_EXERCISE AIM:_
From the Svatobořice-Mistřín text below, pull out the passage starting with "- Mistřín (1,492)" and going on through "through the municipality.", word for word.

_SUPPLIED TEXT:_
____

Population (2026-01-01)
- • Total: 3,557
- • Density: 153.8/km^{2} (398.5/sq mi)
- Time zone: UTC+1 (CET)
- • Summer (DST): UTC+2 (CEST)
- Postal code: 696 04
- Website: www.svatoborice-mistrin.cz

= Svatobořice-Mistřín =

Svatobořice-Mistřín is a municipality in Hodonín District in the South Moravian Region of the Czech Republic. It has about 3,600 inhabitants.

==Administrative division==
Svatobořice-Mistřín consists of two municipal parts (in brackets population according to the 2021 census):
- Svatobořice (1,902)
- Mistřín (1,492)

==Geography==
Svatobořice-Mistřín is located about 13 km north of Hodonín and 41 km southeast of Brno. It lies in the Kyjov Hills. The highest point is the hill Záviště at 256 m above sea level. The Kyjovka River flows through the municipality.

____

_DATASET EXTRACT:_
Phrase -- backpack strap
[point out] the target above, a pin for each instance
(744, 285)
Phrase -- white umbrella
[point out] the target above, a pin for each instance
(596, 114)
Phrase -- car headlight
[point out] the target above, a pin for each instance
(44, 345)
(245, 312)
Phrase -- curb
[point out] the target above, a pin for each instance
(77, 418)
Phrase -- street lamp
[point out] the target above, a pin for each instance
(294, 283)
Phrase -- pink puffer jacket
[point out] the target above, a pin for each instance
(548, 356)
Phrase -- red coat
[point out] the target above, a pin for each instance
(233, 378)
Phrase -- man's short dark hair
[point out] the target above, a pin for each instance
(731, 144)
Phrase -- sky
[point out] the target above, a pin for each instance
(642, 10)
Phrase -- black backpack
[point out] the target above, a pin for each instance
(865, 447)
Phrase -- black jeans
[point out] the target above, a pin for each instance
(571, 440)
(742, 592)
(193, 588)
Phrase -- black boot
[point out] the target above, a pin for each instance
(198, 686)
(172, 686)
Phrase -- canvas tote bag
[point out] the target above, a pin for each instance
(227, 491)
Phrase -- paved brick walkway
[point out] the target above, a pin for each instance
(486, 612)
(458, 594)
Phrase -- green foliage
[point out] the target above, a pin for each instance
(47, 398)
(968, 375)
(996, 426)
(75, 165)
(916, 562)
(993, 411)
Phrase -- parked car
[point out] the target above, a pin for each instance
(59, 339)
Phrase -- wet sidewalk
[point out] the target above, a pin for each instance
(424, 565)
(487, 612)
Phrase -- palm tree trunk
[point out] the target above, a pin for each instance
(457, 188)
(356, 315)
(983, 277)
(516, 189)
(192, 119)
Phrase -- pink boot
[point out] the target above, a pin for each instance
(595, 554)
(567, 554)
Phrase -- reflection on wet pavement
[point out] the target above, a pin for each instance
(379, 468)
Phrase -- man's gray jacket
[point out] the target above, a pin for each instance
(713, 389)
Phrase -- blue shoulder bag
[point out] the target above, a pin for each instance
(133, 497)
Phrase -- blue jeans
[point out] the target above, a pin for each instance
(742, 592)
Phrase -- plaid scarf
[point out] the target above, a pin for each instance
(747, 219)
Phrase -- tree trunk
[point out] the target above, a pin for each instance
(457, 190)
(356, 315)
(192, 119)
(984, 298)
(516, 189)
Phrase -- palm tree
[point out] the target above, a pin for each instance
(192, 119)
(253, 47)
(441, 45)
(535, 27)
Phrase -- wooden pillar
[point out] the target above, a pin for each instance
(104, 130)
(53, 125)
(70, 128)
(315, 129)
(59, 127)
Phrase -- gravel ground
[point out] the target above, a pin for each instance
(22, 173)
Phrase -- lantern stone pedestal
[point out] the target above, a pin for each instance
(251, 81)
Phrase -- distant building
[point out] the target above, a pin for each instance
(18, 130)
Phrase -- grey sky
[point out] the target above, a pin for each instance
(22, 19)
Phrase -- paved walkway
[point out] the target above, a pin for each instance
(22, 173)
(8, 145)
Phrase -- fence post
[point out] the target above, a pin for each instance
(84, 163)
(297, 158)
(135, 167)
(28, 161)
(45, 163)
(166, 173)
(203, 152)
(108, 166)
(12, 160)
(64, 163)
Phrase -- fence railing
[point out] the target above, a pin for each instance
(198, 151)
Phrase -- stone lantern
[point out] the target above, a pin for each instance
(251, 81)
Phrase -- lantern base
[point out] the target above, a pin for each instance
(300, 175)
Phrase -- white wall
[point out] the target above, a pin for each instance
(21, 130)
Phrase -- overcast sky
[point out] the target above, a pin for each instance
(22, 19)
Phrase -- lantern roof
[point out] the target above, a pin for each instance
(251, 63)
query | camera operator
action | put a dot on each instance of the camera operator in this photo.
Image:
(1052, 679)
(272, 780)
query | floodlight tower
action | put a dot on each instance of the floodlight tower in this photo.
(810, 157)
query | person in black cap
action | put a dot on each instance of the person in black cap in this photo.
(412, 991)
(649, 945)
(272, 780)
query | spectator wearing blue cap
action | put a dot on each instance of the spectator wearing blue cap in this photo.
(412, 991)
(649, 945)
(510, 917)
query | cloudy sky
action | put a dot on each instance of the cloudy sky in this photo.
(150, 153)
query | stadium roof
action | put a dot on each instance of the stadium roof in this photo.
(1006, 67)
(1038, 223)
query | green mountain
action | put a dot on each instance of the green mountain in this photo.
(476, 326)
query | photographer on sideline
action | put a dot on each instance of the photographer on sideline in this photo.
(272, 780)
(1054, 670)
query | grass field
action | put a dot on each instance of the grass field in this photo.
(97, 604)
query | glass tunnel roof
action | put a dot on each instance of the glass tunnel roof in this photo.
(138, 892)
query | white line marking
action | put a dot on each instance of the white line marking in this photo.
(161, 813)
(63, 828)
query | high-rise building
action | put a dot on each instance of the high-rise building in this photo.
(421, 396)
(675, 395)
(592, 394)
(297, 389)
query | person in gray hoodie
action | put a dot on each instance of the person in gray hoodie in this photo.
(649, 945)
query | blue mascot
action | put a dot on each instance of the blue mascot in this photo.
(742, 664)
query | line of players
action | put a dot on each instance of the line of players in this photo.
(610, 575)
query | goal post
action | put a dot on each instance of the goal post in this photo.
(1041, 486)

____

_YOUR SOLUTION:_
- Mistřín (1,492)

==Geography==
Svatobořice-Mistřín is located about 13 km north of Hodonín and 41 km southeast of Brno. It lies in the Kyjov Hills. The highest point is the hill Záviště at 256 m above sea level. The Kyjovka River flows through the municipality.